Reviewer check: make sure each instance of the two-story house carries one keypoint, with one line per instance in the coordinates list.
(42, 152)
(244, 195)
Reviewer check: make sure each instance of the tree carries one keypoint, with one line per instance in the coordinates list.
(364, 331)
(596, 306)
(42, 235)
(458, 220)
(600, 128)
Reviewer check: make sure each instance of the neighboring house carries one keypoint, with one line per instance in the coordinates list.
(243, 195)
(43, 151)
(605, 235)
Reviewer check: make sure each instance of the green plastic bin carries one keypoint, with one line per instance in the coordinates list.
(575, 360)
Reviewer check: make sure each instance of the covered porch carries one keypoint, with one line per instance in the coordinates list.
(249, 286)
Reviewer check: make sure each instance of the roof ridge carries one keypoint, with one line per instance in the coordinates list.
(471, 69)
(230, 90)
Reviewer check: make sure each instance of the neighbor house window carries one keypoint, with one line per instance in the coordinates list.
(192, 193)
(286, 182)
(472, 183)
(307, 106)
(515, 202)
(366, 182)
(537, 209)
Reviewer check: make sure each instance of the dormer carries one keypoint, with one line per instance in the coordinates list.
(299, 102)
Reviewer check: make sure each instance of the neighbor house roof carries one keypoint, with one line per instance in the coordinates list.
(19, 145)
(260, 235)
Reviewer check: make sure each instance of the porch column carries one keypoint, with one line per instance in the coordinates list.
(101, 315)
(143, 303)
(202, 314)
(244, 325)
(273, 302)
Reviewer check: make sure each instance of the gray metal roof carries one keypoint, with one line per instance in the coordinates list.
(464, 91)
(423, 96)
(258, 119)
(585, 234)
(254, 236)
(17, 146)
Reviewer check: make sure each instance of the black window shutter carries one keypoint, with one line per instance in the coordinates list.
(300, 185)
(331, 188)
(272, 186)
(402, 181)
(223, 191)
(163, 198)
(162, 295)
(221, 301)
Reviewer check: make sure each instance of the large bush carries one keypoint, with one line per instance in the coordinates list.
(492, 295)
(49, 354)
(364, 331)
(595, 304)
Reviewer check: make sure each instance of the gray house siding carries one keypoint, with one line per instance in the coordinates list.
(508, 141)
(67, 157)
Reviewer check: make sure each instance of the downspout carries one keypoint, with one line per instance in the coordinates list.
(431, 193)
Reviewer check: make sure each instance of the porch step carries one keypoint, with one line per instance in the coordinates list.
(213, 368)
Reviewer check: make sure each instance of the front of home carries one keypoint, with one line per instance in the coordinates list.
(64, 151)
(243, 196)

────

* Exercise directions *
Find "Reviewer check: make sure each instance of the front" in the records above. Repeat its line and every later line exactly, through the last one.

* Task result *
Reviewer check: make sure each instance of the front of home carries one keypoint, with one line per instance in the coordinates list.
(64, 151)
(243, 196)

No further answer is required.